### TASK DETAILS
Print every line from the start of the data, and when you reach the line with "indicate the sun, one dot per instance", include it and stop. Pictures are not part of the copy.

### DATA SUPPLIED
Start of Block

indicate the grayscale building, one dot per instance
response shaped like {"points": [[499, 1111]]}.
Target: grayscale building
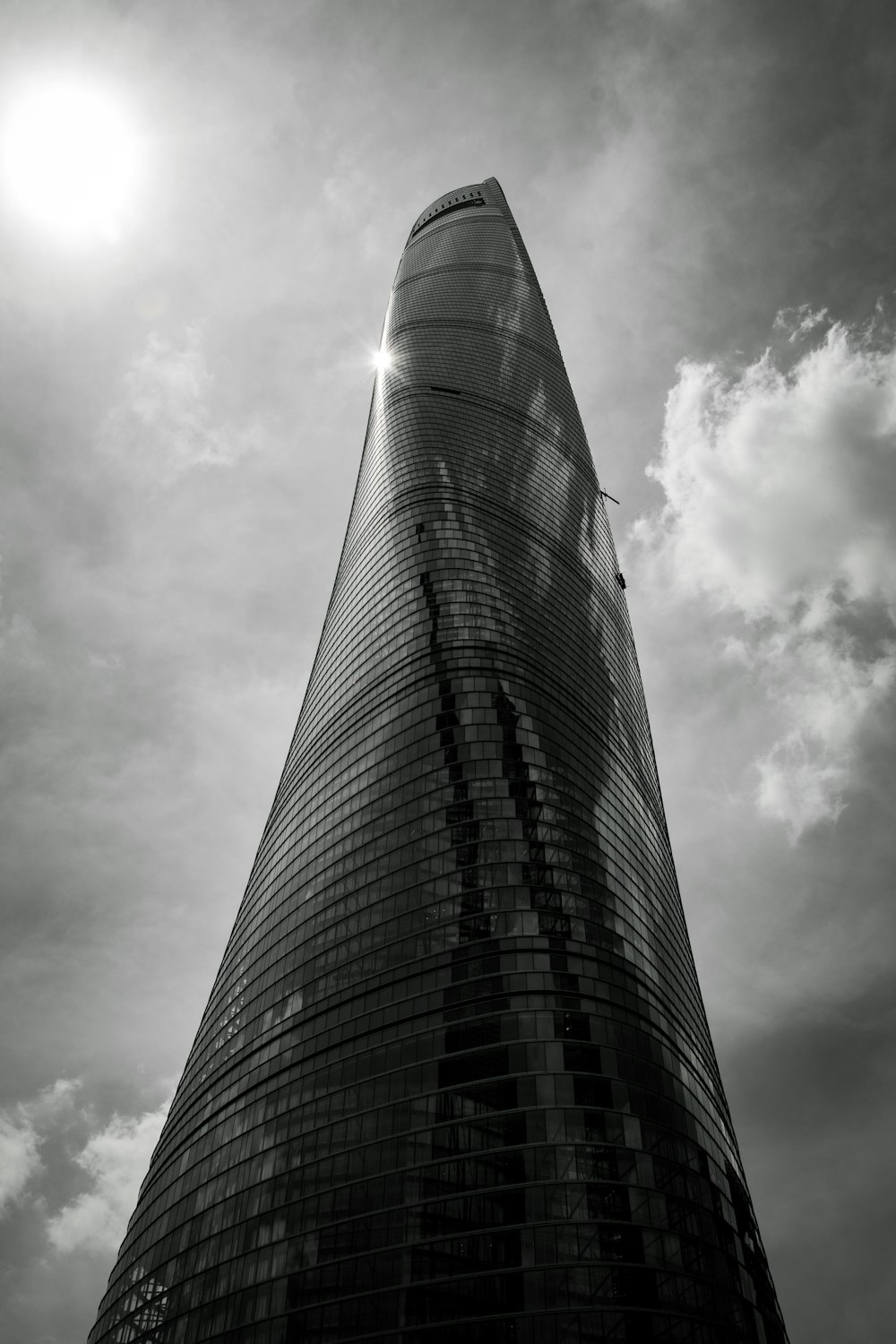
{"points": [[454, 1081]]}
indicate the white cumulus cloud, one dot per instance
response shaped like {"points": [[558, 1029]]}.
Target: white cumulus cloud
{"points": [[780, 513], [21, 1136], [116, 1159], [19, 1158]]}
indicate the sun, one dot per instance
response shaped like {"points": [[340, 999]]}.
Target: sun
{"points": [[70, 159]]}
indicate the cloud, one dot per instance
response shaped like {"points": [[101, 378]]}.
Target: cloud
{"points": [[19, 1158], [164, 426], [21, 1137], [780, 513], [116, 1159]]}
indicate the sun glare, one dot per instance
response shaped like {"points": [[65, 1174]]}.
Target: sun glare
{"points": [[70, 160]]}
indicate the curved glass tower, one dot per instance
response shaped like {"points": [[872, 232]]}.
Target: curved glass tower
{"points": [[454, 1080]]}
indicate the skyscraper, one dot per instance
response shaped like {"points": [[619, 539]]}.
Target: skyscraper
{"points": [[454, 1080]]}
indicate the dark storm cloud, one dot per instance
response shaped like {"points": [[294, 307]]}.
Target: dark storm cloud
{"points": [[182, 421]]}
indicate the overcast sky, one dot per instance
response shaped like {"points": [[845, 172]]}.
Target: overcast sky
{"points": [[705, 188]]}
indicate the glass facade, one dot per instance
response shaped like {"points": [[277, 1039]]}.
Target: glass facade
{"points": [[454, 1080]]}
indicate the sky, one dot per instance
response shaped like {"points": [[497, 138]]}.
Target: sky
{"points": [[705, 190]]}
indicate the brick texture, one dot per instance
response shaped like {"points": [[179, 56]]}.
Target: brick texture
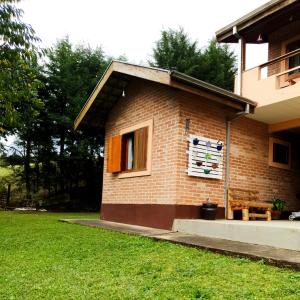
{"points": [[169, 182]]}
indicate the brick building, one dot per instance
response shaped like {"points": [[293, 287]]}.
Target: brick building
{"points": [[163, 128]]}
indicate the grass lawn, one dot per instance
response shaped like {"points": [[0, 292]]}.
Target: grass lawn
{"points": [[41, 258], [5, 171]]}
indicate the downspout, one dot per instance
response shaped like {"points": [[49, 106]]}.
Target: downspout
{"points": [[246, 111], [238, 88]]}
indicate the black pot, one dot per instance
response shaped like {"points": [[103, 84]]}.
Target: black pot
{"points": [[209, 211]]}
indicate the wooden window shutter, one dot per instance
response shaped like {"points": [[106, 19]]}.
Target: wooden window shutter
{"points": [[140, 148], [114, 154]]}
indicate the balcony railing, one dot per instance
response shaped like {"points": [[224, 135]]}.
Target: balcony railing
{"points": [[267, 83], [264, 68]]}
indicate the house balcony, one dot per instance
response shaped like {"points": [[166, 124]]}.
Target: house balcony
{"points": [[275, 86], [273, 81]]}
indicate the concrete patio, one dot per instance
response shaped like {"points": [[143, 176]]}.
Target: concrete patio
{"points": [[271, 255], [280, 234]]}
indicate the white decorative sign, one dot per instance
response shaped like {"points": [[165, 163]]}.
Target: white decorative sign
{"points": [[205, 157]]}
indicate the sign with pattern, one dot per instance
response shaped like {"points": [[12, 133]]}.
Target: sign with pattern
{"points": [[205, 157]]}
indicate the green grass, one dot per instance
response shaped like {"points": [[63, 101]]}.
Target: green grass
{"points": [[41, 258], [4, 172]]}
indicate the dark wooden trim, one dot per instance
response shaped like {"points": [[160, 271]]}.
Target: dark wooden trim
{"points": [[152, 215]]}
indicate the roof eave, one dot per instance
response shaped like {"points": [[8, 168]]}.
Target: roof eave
{"points": [[225, 34]]}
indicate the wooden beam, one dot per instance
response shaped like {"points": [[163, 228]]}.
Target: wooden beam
{"points": [[93, 96], [207, 95], [284, 125]]}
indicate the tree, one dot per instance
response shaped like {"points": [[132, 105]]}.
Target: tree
{"points": [[218, 65], [17, 51], [176, 51]]}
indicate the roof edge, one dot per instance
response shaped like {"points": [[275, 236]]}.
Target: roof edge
{"points": [[224, 32], [211, 88]]}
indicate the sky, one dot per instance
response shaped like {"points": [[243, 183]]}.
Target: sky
{"points": [[131, 27]]}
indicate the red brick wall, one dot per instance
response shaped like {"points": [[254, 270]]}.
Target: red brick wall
{"points": [[146, 101], [169, 182]]}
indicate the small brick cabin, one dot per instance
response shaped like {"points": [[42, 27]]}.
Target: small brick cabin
{"points": [[153, 172]]}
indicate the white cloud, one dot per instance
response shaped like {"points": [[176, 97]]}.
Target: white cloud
{"points": [[131, 27]]}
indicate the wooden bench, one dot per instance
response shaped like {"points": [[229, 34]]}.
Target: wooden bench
{"points": [[248, 202]]}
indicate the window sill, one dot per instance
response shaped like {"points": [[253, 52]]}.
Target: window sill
{"points": [[134, 174]]}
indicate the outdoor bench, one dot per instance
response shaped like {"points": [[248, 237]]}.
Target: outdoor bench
{"points": [[248, 202]]}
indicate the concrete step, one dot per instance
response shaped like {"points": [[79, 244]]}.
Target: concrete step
{"points": [[279, 234]]}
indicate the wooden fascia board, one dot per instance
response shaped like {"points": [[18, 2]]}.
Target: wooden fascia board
{"points": [[248, 21], [208, 95], [151, 74], [284, 125], [94, 95]]}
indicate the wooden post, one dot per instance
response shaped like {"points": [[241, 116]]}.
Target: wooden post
{"points": [[245, 212], [8, 194]]}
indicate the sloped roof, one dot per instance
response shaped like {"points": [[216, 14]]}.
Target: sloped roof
{"points": [[117, 76], [263, 20]]}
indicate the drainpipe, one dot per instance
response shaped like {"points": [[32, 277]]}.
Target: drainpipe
{"points": [[246, 111], [241, 57]]}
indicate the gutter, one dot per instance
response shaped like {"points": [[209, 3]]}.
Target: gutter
{"points": [[210, 88]]}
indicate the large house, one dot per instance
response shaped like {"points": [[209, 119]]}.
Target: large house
{"points": [[172, 141]]}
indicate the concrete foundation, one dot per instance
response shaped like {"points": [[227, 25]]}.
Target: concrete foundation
{"points": [[279, 234]]}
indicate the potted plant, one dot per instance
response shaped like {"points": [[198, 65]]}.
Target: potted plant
{"points": [[278, 206], [209, 210]]}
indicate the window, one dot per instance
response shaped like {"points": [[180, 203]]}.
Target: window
{"points": [[279, 153], [293, 61], [129, 153]]}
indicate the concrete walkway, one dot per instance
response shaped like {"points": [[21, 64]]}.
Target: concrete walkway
{"points": [[271, 255]]}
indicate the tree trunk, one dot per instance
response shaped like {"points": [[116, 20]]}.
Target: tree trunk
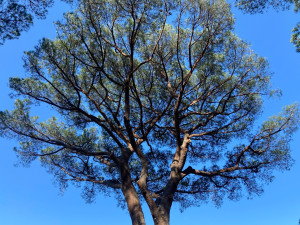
{"points": [[131, 197]]}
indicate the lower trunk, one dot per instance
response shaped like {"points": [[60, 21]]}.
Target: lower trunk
{"points": [[131, 197]]}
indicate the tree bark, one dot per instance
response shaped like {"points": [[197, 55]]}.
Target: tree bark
{"points": [[131, 197]]}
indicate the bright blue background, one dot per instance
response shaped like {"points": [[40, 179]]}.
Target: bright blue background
{"points": [[28, 196]]}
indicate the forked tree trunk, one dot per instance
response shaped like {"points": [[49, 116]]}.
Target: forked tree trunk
{"points": [[131, 197]]}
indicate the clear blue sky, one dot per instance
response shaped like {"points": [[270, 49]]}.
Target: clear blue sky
{"points": [[28, 196]]}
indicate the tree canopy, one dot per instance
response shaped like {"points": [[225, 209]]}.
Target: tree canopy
{"points": [[156, 101]]}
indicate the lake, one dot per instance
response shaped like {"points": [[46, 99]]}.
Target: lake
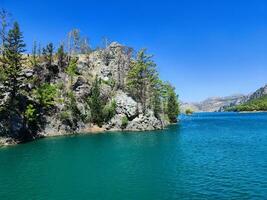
{"points": [[205, 156]]}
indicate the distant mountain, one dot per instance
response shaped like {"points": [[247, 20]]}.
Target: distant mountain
{"points": [[218, 104], [257, 102], [214, 104]]}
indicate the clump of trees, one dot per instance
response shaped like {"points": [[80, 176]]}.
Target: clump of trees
{"points": [[144, 84], [259, 104], [29, 97]]}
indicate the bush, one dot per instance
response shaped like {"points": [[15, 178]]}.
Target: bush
{"points": [[30, 113], [64, 115], [46, 94], [124, 122], [109, 110], [188, 111]]}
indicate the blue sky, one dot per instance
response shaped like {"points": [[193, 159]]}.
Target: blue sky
{"points": [[204, 47]]}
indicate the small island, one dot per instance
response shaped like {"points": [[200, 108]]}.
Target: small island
{"points": [[74, 88]]}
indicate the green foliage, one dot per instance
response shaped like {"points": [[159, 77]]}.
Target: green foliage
{"points": [[96, 103], [110, 82], [188, 111], [72, 105], [11, 60], [124, 122], [48, 54], [30, 113], [64, 115], [259, 104], [61, 57], [71, 70], [172, 105], [142, 77], [46, 94], [34, 60], [109, 110]]}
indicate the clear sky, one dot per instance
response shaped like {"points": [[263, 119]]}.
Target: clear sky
{"points": [[204, 47]]}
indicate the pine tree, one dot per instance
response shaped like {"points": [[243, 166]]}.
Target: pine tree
{"points": [[172, 106], [12, 60], [140, 78], [61, 57], [34, 58], [96, 104], [48, 54]]}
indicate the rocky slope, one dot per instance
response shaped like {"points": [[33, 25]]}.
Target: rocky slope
{"points": [[111, 65], [214, 104], [219, 104]]}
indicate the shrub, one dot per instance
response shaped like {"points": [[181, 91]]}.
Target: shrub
{"points": [[109, 110], [188, 111], [46, 94], [124, 122], [30, 113]]}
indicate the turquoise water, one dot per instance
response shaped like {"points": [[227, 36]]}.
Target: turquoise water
{"points": [[207, 156]]}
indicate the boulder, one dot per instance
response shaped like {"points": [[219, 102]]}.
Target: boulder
{"points": [[115, 123], [145, 122], [126, 105]]}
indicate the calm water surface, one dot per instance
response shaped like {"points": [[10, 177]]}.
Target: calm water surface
{"points": [[207, 156]]}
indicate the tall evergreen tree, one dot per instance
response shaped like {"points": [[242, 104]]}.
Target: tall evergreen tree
{"points": [[96, 104], [141, 78], [61, 57], [12, 60], [173, 105], [48, 54], [34, 57]]}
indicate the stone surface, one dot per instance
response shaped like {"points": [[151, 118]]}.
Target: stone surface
{"points": [[126, 105]]}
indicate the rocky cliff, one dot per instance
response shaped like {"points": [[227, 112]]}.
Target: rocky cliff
{"points": [[214, 104], [111, 65]]}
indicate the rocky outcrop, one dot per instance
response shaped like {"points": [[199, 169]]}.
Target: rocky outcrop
{"points": [[258, 93], [111, 65], [128, 109], [214, 104], [126, 105], [145, 122]]}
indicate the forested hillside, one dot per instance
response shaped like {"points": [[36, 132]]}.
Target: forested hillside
{"points": [[71, 87]]}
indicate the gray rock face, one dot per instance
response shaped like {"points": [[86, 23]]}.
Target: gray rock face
{"points": [[115, 123], [259, 93], [126, 105], [145, 122]]}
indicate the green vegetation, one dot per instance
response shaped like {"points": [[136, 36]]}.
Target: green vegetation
{"points": [[172, 106], [124, 122], [188, 111], [96, 103], [46, 94], [109, 110], [46, 85], [71, 70], [144, 85], [259, 104]]}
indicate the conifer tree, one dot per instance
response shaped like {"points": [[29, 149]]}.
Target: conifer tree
{"points": [[142, 77], [48, 54], [96, 104], [172, 106], [12, 60], [61, 57]]}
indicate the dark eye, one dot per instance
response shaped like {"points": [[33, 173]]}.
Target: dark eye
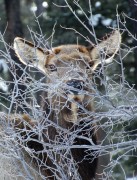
{"points": [[51, 67], [90, 65]]}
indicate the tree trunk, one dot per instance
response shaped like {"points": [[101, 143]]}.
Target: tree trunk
{"points": [[134, 32]]}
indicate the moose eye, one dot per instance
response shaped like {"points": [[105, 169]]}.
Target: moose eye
{"points": [[51, 67]]}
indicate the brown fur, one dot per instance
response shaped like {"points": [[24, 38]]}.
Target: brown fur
{"points": [[67, 104]]}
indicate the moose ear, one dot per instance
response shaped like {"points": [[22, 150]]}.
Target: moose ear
{"points": [[106, 49], [28, 54]]}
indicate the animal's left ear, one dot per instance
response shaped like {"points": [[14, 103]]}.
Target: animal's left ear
{"points": [[29, 54], [106, 49]]}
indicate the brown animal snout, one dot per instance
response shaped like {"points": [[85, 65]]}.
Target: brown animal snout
{"points": [[77, 85]]}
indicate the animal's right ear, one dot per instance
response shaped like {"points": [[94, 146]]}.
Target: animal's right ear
{"points": [[28, 54]]}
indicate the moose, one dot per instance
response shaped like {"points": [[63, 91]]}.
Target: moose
{"points": [[65, 147]]}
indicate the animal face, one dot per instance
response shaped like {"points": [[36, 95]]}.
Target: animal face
{"points": [[69, 70]]}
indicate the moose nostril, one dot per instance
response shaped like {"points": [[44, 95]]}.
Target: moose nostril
{"points": [[78, 84]]}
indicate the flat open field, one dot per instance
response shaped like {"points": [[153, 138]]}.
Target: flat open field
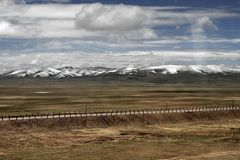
{"points": [[200, 139], [26, 96]]}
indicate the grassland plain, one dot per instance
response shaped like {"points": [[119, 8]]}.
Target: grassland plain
{"points": [[44, 96], [185, 136]]}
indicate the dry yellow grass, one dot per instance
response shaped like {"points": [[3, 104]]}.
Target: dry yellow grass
{"points": [[168, 139]]}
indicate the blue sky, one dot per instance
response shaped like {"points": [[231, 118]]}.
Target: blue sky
{"points": [[136, 32]]}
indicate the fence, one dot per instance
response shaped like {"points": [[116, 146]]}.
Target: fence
{"points": [[122, 112]]}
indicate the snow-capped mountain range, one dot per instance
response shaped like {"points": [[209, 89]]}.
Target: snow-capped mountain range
{"points": [[64, 72]]}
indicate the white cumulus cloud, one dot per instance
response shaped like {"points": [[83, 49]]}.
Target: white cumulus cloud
{"points": [[202, 24], [111, 17]]}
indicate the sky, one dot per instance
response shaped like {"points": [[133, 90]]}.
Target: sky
{"points": [[118, 33]]}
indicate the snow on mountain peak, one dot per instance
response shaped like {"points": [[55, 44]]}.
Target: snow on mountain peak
{"points": [[95, 71]]}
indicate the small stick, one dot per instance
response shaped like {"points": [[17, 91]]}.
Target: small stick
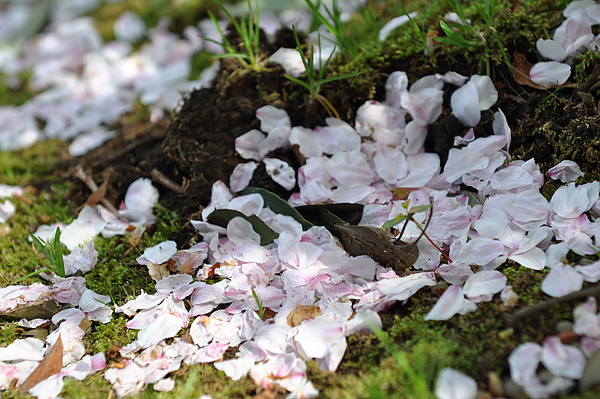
{"points": [[89, 181], [513, 319], [159, 177]]}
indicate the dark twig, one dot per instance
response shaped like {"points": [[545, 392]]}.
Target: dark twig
{"points": [[89, 181], [159, 177], [513, 319]]}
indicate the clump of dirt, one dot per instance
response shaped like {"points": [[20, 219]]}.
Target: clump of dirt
{"points": [[196, 147]]}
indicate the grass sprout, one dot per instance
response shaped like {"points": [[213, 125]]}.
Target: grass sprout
{"points": [[52, 251], [465, 35], [316, 78], [249, 31], [334, 24]]}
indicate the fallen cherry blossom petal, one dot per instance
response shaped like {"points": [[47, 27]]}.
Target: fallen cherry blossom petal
{"points": [[452, 384]]}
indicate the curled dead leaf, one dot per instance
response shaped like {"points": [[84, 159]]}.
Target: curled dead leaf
{"points": [[51, 365], [301, 313]]}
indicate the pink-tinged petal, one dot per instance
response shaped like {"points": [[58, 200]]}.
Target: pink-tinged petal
{"points": [[482, 286], [523, 362], [362, 266], [251, 253], [455, 273], [164, 326], [364, 320], [571, 201], [337, 137], [271, 117], [450, 303], [290, 60], [23, 349], [304, 138], [279, 137], [373, 116], [139, 201], [480, 251], [240, 232], [415, 135], [88, 225], [501, 128], [404, 287], [562, 280], [251, 204], [281, 172], [394, 85], [534, 258], [91, 301], [566, 172], [551, 73], [235, 368], [351, 195], [551, 49], [421, 169], [158, 254], [452, 384], [164, 385], [351, 169], [425, 104], [248, 143], [465, 104], [384, 158], [591, 272], [393, 24], [241, 176], [314, 338], [306, 277], [562, 360]]}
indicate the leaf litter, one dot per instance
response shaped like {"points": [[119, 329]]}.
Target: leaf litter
{"points": [[304, 269]]}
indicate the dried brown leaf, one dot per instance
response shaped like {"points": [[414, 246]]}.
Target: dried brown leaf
{"points": [[51, 365]]}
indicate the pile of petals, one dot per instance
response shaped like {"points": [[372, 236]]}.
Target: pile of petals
{"points": [[79, 306], [572, 37], [565, 363]]}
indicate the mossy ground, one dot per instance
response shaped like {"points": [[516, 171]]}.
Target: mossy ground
{"points": [[553, 125]]}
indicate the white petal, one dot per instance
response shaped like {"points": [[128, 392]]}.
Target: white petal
{"points": [[241, 176], [282, 173], [562, 280], [551, 49], [465, 104], [452, 384]]}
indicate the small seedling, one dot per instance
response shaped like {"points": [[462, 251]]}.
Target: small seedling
{"points": [[334, 24], [316, 78], [464, 35], [409, 217], [249, 31], [52, 251]]}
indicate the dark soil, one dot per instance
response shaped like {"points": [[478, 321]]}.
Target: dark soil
{"points": [[195, 147]]}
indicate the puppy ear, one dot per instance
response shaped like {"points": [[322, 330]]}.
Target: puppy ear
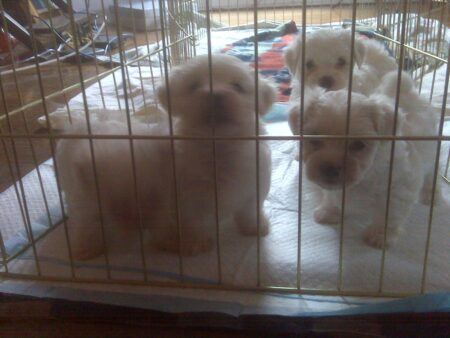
{"points": [[267, 96], [359, 51], [292, 56], [294, 119]]}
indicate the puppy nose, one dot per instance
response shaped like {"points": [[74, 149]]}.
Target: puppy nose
{"points": [[326, 82], [331, 171]]}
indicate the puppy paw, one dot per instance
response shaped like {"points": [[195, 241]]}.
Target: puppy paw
{"points": [[250, 229], [329, 215], [374, 237]]}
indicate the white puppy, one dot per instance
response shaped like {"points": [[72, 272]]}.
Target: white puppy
{"points": [[228, 112], [327, 62], [366, 167]]}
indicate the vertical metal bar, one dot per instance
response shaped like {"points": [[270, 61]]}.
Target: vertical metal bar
{"points": [[256, 51], [216, 198], [436, 168], [147, 43], [347, 131], [440, 38], [24, 120], [132, 153], [58, 63], [50, 141], [27, 220], [91, 142], [394, 133], [108, 38], [88, 15], [133, 23], [172, 141], [300, 147]]}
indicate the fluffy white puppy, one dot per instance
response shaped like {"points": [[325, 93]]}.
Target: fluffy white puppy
{"points": [[367, 162], [327, 62], [228, 112]]}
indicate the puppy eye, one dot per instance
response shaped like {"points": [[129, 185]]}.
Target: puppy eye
{"points": [[238, 87], [315, 144], [194, 86], [356, 146], [310, 64], [341, 62]]}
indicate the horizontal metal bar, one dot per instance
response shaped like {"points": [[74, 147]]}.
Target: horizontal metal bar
{"points": [[411, 48], [211, 286], [228, 138]]}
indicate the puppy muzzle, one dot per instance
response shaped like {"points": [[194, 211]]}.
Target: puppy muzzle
{"points": [[217, 109]]}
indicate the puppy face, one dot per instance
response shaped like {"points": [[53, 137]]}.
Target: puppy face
{"points": [[229, 110], [327, 58], [326, 114]]}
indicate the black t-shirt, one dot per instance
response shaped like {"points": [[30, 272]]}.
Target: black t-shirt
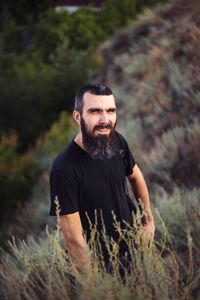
{"points": [[94, 188]]}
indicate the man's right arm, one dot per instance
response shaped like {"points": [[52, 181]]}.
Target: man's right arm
{"points": [[76, 245]]}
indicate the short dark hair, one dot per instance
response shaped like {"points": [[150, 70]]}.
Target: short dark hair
{"points": [[93, 88]]}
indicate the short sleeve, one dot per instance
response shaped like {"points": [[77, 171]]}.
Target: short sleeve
{"points": [[128, 158], [64, 186]]}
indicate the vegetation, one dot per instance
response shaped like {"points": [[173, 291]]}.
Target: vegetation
{"points": [[152, 67], [17, 175], [42, 269]]}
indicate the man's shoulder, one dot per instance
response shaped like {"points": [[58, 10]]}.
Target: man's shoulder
{"points": [[121, 139], [65, 158]]}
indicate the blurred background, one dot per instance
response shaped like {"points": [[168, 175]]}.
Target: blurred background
{"points": [[148, 52]]}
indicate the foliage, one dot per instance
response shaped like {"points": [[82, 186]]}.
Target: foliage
{"points": [[42, 269], [17, 174], [151, 70], [46, 55]]}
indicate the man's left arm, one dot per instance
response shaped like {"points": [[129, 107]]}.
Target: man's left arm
{"points": [[140, 191]]}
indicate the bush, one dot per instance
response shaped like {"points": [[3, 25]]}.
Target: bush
{"points": [[17, 175], [42, 269]]}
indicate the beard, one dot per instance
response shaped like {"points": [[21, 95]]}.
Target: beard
{"points": [[100, 147]]}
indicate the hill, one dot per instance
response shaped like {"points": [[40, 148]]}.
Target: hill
{"points": [[153, 68]]}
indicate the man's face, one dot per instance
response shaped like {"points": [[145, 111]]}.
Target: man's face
{"points": [[99, 114], [97, 123]]}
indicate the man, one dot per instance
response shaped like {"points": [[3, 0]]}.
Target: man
{"points": [[88, 177]]}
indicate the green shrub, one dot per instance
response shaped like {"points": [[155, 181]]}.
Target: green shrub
{"points": [[17, 175], [42, 269]]}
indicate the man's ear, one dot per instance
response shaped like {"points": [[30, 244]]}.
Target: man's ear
{"points": [[77, 116]]}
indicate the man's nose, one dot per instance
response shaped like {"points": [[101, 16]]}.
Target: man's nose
{"points": [[104, 117]]}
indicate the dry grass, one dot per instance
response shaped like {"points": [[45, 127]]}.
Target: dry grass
{"points": [[41, 269]]}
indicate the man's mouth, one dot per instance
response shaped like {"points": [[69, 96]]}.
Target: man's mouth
{"points": [[103, 129]]}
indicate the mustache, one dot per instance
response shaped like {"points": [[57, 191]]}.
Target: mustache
{"points": [[102, 126]]}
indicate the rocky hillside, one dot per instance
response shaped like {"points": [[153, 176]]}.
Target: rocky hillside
{"points": [[153, 68]]}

End of Block

### SOLUTION FOR THIS EXERCISE
indicate the grayscale building, one dot per instance
response shaped like {"points": [[499, 1111]]}.
Target: grayscale building
{"points": [[454, 1081]]}
indicate the white cumulus cloud, one dot per instance
response shaped like {"points": [[558, 1029]]}.
Target: white cumulus cloud
{"points": [[780, 513], [21, 1136], [116, 1159], [19, 1158]]}
indicate the sun, one dot per instance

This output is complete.